(Stored items from a collection)
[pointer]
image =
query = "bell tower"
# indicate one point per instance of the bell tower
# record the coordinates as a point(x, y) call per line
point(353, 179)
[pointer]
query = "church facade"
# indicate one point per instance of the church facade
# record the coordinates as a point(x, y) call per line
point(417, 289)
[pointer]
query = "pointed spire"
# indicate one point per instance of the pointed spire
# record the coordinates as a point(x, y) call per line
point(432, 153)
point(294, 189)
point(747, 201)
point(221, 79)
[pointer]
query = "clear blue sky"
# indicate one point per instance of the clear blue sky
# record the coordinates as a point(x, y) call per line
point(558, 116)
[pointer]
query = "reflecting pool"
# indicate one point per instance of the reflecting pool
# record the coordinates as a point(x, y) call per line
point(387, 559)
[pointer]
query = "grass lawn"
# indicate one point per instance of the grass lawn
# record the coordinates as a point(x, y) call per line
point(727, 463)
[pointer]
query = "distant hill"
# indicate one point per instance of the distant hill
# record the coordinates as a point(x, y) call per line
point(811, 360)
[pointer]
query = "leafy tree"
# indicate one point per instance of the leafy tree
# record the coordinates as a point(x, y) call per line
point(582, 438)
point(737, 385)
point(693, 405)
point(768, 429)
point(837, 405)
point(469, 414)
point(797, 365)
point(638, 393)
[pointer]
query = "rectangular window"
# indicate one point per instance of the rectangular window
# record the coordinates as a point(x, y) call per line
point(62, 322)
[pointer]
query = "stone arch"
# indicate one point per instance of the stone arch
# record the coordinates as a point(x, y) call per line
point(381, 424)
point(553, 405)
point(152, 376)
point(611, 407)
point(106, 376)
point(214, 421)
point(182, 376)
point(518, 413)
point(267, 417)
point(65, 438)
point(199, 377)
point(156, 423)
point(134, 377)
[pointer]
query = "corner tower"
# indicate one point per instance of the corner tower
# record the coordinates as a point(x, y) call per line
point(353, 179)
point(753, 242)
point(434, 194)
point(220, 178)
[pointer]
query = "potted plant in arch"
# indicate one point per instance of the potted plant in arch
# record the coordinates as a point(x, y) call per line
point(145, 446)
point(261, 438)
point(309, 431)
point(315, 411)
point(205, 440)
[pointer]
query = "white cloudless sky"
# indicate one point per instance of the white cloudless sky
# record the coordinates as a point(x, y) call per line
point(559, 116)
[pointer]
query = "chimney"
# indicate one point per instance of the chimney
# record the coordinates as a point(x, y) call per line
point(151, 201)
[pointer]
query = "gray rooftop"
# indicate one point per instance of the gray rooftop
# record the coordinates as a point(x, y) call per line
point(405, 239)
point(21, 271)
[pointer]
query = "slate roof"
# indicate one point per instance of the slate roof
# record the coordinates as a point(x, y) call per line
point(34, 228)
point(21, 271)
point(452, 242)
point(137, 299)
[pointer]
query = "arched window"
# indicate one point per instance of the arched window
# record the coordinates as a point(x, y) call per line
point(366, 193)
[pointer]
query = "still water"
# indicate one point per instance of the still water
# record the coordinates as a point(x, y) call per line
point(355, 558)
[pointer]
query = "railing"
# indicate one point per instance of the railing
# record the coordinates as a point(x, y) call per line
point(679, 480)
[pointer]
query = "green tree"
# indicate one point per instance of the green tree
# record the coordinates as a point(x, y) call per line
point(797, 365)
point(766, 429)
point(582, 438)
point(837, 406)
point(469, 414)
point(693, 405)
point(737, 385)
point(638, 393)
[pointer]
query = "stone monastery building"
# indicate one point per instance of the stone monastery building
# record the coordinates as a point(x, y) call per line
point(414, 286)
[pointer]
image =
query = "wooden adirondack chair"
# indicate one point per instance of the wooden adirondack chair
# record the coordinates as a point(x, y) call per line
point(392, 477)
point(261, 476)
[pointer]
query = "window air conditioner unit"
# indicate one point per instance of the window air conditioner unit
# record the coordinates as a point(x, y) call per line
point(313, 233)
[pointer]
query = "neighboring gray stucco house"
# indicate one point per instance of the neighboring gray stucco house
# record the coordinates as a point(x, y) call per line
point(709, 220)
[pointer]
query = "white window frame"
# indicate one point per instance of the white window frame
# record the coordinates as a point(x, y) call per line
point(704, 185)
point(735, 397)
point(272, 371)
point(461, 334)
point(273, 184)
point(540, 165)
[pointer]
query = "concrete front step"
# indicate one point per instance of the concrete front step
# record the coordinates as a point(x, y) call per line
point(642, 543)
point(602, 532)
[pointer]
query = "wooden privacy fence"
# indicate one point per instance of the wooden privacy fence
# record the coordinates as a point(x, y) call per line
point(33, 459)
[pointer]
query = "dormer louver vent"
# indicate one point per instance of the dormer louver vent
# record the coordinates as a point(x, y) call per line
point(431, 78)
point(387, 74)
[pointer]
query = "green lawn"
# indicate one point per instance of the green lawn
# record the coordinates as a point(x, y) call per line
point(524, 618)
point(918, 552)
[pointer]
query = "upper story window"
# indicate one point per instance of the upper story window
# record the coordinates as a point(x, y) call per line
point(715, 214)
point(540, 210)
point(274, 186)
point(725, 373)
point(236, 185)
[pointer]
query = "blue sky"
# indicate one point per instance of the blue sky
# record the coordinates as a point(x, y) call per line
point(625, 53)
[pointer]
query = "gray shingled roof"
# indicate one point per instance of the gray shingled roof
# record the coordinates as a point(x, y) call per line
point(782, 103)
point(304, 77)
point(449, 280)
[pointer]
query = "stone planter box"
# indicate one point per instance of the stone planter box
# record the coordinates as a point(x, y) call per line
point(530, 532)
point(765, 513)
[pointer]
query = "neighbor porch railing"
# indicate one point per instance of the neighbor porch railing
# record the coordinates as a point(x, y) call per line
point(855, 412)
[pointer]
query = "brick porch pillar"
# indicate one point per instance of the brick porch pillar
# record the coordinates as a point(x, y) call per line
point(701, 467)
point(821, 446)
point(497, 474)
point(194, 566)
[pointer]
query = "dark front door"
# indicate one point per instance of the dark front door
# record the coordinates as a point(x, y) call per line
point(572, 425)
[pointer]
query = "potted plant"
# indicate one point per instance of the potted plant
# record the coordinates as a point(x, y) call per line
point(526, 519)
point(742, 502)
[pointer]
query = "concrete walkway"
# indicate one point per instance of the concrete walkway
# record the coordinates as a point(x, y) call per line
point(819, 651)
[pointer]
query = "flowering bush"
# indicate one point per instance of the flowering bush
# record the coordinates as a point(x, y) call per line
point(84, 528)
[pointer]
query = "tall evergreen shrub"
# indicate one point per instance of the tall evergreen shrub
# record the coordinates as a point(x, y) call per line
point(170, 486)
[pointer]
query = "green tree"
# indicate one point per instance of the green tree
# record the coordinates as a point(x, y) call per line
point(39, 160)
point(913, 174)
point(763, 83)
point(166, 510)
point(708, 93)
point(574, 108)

EXERCISE AIM>
Give the entries again in full, exactly as they are written.

COMPLETE ANSWER>
[pointer]
image =
query = "bell tower"
# indicate one point per instance of the bell tower
# record the coordinates as a point(x, y) call per line
point(353, 179)
[pointer]
query = "church facade"
# indicate one point per instance of the church facade
# record the coordinates as a point(x, y) call per line
point(417, 289)
[pointer]
query = "pointed spire"
# indicate one point per instance of the pointed spire
# record the coordinates as a point(x, y) call per line
point(432, 153)
point(294, 189)
point(747, 201)
point(221, 79)
[pointer]
query = "clear blue sky"
# indicate one point per instance of the clear blue sky
# record the coordinates as a point(x, y) call per line
point(558, 116)
[pointer]
query = "reflecting pool"
# indicate one point per instance of the reflecting pool
# record the coordinates as a point(x, y) call per line
point(387, 559)
[pointer]
query = "grass lawn"
# indicate one point per instance of the grass lawn
# record the coordinates as a point(x, y) call per line
point(727, 463)
[pointer]
query = "distant hill"
# indicate one point per instance of the distant hill
# record the coordinates as a point(x, y) call per line
point(811, 360)
[pointer]
query = "leafy tree"
# indicate one point per instance of the leafy tree
# record the coordinates as a point(x, y) call per line
point(582, 438)
point(737, 385)
point(693, 405)
point(768, 429)
point(837, 405)
point(469, 414)
point(797, 365)
point(638, 393)
[pointer]
query = "rectangular window"
# indicate one point per instance of the rectangular window
# record the coordinates as a point(x, y) call per line
point(62, 322)
[pointer]
query = "stone arch"
# indicate one point per instance of the stone arch
# record the coordinates as a point(x, y) call per line
point(381, 424)
point(553, 405)
point(152, 376)
point(611, 407)
point(106, 376)
point(214, 421)
point(182, 376)
point(518, 413)
point(267, 417)
point(65, 438)
point(199, 377)
point(156, 423)
point(134, 377)
[pointer]
query = "corner tower"
# indicate one point per instance of the corner tower
# record the coordinates as a point(x, y) call per line
point(353, 179)
point(753, 242)
point(434, 194)
point(220, 178)
[pointer]
query = "potted plant in arch"
# indicate one point per instance of the potted plant in arch
# record the coordinates as a point(x, y) call per line
point(145, 446)
point(261, 438)
point(309, 431)
point(315, 411)
point(205, 440)
[pointer]
query = "white cloudless sky"
# indicate one point per instance of the white cloudless sky
# record the coordinates as a point(x, y) call per line
point(559, 116)
[pointer]
query = "chimney"
# indicate one point per instance of the chimney
# record the coordinates as a point(x, y) call per line
point(151, 201)
[pointer]
query = "gray rooftop"
# indicate one point per instance of the gray rooftop
# record the coordinates as a point(x, y) call per line
point(405, 239)
point(21, 271)
[pointer]
query = "slate roof"
# indicate one point per instance of the slate roof
# record the coordinates as a point(x, y) call per line
point(34, 228)
point(21, 271)
point(452, 242)
point(137, 299)
[pointer]
query = "arched window"
# indicate one point per instance of the arched window
# record the coordinates as a point(x, y) call per line
point(366, 193)
[pointer]
query = "still water"
# indicate one point per instance of the still water
# record the coordinates as a point(x, y) call per line
point(355, 558)
[pointer]
query = "railing"
# indicate one point per instance of the railing
# record the coordinates as a point(x, y) call per line
point(679, 480)
[pointer]
query = "green tree"
# indicate one point per instance of the green tree
# record the coordinates as a point(x, y) call per line
point(797, 365)
point(766, 429)
point(582, 438)
point(837, 406)
point(469, 414)
point(693, 405)
point(737, 385)
point(638, 393)
[pointer]
query = "stone monastery building"
# indicate one point per instance of the stone monastery building
# record the coordinates as a point(x, y) call per line
point(414, 286)
[pointer]
image =
query = "wooden adirondack chair"
# indicate one point per instance of the wooden adirondack chair
# record the coordinates as a point(x, y) call per line
point(392, 477)
point(261, 476)
[pointer]
query = "window air conditioner unit"
# indicate one point per instance of the window air conditioner unit
# record the coordinates as a point(x, y) call per line
point(313, 233)
[pointer]
query = "neighboring gray stucco house"
# indicate one point per instance of the neighboring gray stucco house
# record the coordinates as a point(x, y) call per line
point(709, 220)
[pointer]
query = "white window frame"
# indicate one point per instance of the white window frame
# record the coordinates as a point(x, y) call per line
point(704, 185)
point(735, 397)
point(272, 371)
point(461, 334)
point(273, 184)
point(540, 165)
[pointer]
query = "concrete front step"
# indicate one point per instance of the concrete front step
# record the coordinates as a point(x, y) call per line
point(642, 543)
point(602, 532)
[pointer]
query = "wooden privacy fence"
# indicate one point per instance of the wooden privacy fence
# record the coordinates as a point(x, y) call per line
point(33, 459)
[pointer]
query = "dormer louver vent"
# indicate one point per instance of the dormer louver vent
# record the coordinates as a point(x, y) call per line
point(431, 78)
point(387, 74)
[pointer]
query = "green lawn"
# indicate one point per instance of the green lawn
# record the coordinates as a point(x, y) call per line
point(524, 618)
point(918, 552)
[pointer]
query = "upper story window"
# indicate one point per instance of the upper story window
# record the coordinates as a point(x, y) call per line
point(715, 214)
point(540, 210)
point(274, 186)
point(725, 373)
point(236, 185)
[pointer]
query = "blue sky"
# indicate one point per instance of the blue sky
# record the coordinates as a point(x, y) call per line
point(625, 53)
[pointer]
query = "gray shingled roof"
# indicate one point per instance of the gray shingled roof
# record the coordinates as a point(x, y) call per line
point(782, 103)
point(304, 77)
point(449, 280)
[pointer]
query = "stone planter box"
# indicate one point per instance of the stone planter box
# record the coordinates as a point(x, y) call per line
point(530, 532)
point(765, 513)
[pointer]
query = "neighbor porch railing"
# indicate one point per instance of the neighbor porch railing
# record the coordinates as a point(x, y) call per line
point(855, 412)
[pointer]
query = "brick porch pillar"
# indicate one point per instance of the brick porch pillar
# record the coordinates as a point(x, y) call per line
point(701, 467)
point(821, 446)
point(497, 474)
point(194, 566)
[pointer]
query = "dark front door"
# indicate one point per instance of the dark front door
# record the coordinates as a point(x, y) call per line
point(572, 425)
[pointer]
query = "potted plant"
# indicate one point per instance of the potted plant
# record the coordinates as a point(x, y) call per line
point(526, 519)
point(742, 502)
[pointer]
query = "concrete walkway"
# indicate one point per instance of the concrete walkway
# record the coordinates as a point(x, y) call per line
point(819, 651)
[pointer]
query = "flowering bush"
# indicate one point per instance of the flowering bush
# record the coordinates as a point(x, y) call per line
point(84, 528)
[pointer]
query = "tall evergreen shrub"
# indicate one point per instance of the tall evergreen shrub
# record the coordinates as a point(x, y) call per line
point(170, 486)
[pointer]
query = "green tree"
# indicate one point per instance of the green tree
# record the coordinates as a point(x, y) call per line
point(39, 160)
point(913, 174)
point(763, 83)
point(166, 510)
point(708, 93)
point(574, 108)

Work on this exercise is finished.